• **To be done**:
Lay out the data from the line containing "For the AR overlay system, where exactly is the roof" through the line containing "[988,774,1111,932]" as a numbered list, leaving out any blank lines.

• **Dataset extract**:
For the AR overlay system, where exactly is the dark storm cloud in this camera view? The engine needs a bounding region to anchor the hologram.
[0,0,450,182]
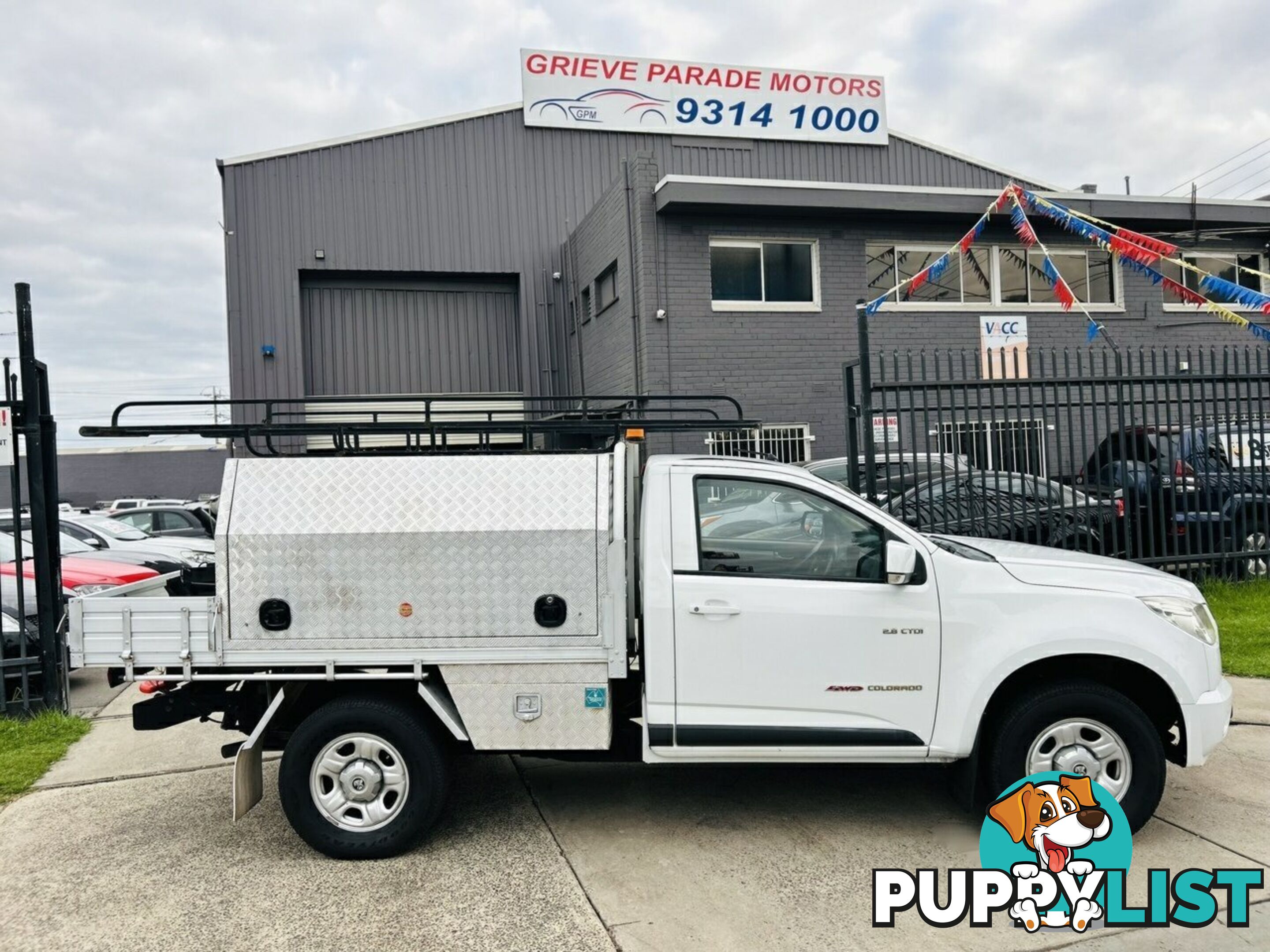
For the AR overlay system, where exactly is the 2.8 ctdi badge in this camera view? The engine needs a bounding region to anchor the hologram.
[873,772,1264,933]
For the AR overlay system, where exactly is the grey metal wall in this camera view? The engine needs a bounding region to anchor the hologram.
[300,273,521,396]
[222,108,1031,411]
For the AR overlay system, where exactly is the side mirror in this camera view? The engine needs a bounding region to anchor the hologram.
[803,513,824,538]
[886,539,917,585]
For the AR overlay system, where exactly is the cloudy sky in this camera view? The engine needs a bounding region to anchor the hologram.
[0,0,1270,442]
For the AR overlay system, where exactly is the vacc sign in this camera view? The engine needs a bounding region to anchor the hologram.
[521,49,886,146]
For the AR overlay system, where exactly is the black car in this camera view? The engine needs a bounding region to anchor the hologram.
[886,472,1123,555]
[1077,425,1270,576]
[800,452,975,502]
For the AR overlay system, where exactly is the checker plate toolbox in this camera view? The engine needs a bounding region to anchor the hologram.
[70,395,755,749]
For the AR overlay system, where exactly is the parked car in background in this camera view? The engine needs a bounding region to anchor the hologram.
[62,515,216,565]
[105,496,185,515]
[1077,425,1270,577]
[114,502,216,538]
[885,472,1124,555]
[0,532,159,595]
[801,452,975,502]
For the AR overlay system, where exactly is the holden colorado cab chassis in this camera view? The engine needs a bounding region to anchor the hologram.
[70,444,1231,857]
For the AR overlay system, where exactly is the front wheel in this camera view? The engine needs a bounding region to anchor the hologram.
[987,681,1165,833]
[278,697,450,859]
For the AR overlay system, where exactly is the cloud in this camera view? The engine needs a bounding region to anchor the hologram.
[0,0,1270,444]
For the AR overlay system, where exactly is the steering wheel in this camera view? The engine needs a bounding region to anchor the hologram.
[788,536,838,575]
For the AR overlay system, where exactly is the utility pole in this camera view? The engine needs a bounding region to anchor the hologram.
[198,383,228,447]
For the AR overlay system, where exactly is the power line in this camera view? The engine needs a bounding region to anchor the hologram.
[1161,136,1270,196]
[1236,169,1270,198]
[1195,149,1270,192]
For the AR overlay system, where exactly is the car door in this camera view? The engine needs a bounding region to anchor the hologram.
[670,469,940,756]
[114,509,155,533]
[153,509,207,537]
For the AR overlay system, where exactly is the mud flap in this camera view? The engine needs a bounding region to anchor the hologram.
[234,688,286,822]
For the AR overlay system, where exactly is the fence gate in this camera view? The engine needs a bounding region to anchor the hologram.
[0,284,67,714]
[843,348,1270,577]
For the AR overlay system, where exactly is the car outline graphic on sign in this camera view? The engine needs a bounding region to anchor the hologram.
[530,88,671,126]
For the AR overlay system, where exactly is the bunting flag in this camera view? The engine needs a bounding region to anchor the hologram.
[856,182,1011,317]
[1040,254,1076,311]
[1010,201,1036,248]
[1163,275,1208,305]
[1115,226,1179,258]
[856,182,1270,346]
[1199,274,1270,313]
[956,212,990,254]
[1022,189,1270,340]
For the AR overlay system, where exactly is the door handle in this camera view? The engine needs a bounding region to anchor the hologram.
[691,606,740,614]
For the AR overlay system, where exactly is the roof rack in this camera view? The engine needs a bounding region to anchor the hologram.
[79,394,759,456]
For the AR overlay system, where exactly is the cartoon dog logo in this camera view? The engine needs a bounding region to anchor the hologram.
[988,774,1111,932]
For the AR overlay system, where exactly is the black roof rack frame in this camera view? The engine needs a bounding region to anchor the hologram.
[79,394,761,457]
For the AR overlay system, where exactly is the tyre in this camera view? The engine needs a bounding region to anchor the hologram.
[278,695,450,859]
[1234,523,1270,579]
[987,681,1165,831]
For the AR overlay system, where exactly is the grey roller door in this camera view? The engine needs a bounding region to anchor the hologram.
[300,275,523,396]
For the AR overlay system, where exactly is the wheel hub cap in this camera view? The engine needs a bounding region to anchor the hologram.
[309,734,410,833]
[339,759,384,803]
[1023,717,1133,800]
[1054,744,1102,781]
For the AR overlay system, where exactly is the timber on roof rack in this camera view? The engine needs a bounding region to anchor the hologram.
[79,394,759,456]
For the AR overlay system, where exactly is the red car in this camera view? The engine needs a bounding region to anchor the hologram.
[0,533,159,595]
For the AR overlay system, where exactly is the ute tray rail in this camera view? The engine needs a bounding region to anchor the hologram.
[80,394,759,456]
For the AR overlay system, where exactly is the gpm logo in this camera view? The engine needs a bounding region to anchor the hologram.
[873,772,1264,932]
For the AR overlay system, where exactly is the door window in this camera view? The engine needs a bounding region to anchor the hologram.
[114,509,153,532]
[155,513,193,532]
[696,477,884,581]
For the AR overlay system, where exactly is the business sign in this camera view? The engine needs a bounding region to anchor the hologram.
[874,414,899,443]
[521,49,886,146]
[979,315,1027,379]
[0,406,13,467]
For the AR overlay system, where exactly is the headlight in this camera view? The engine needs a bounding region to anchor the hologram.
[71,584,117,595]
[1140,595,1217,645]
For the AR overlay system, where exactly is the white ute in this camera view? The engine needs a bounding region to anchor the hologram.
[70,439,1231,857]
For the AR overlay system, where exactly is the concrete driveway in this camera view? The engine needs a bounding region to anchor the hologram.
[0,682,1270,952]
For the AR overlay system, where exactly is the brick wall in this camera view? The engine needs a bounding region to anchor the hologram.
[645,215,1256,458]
...
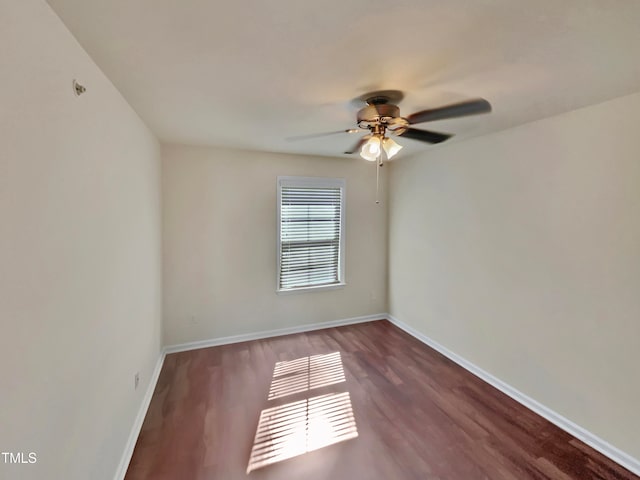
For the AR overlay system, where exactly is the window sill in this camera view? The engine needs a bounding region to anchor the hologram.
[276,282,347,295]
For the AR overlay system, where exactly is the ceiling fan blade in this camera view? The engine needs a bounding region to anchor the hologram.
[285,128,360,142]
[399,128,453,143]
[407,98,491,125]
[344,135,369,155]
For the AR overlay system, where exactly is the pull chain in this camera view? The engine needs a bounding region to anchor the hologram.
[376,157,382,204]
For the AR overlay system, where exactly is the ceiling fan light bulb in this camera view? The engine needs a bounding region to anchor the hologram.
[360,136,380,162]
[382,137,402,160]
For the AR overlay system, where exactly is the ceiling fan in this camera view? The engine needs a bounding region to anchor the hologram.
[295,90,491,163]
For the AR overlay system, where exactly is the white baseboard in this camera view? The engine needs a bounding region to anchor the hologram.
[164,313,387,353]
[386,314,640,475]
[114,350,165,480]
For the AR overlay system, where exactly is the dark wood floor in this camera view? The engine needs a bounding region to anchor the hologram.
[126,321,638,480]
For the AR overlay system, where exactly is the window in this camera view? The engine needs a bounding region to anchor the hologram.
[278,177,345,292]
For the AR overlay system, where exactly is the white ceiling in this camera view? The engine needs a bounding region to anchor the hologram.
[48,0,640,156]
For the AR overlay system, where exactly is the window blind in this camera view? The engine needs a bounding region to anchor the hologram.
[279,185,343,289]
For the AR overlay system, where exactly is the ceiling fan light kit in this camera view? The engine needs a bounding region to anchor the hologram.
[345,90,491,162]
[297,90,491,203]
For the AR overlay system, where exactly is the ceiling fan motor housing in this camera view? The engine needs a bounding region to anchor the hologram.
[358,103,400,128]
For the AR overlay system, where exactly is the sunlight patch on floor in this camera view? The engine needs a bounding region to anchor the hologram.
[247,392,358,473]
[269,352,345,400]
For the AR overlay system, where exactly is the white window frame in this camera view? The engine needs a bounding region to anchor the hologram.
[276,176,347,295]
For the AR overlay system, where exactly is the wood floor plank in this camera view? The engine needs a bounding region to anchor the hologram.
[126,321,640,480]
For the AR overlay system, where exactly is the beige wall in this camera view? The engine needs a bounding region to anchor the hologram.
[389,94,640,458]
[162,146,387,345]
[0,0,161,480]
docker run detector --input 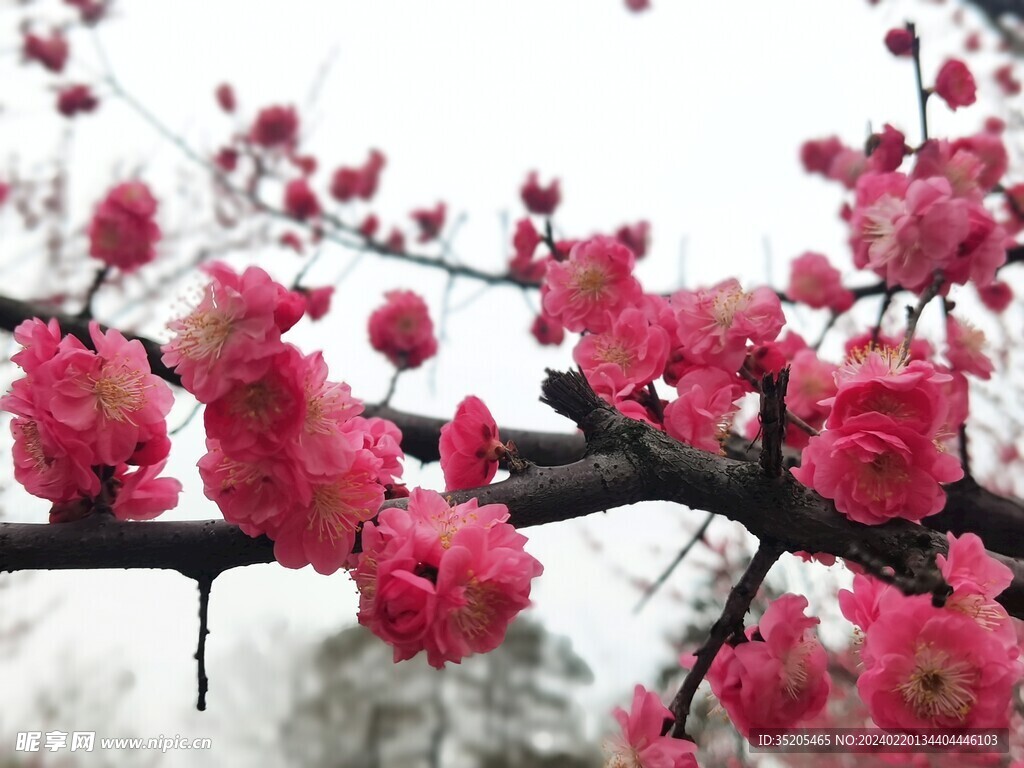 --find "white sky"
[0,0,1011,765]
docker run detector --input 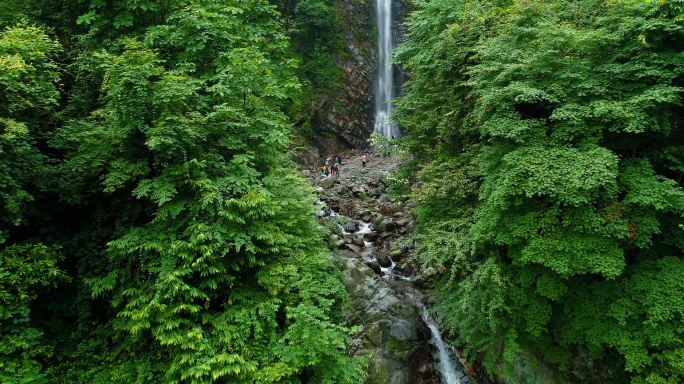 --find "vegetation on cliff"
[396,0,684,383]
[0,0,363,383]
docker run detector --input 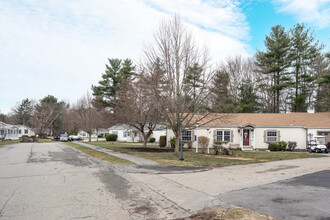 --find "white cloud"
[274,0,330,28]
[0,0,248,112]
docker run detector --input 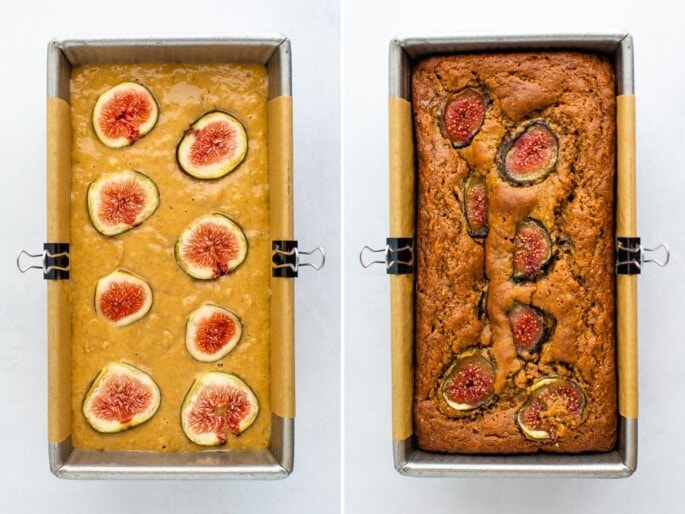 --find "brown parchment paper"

• **Response to the exercise**:
1. For the AR overlay system, where exactly is the roof rack in this camera view? The engine needs a bounding region to anchor the hologram.
2. [79,394,759,456]
3. For the AR overlay system, where exactly is the cartoon dog logo in this camera view? The engine needs a bounding region to anchor the hologram.
4. [988,774,1111,932]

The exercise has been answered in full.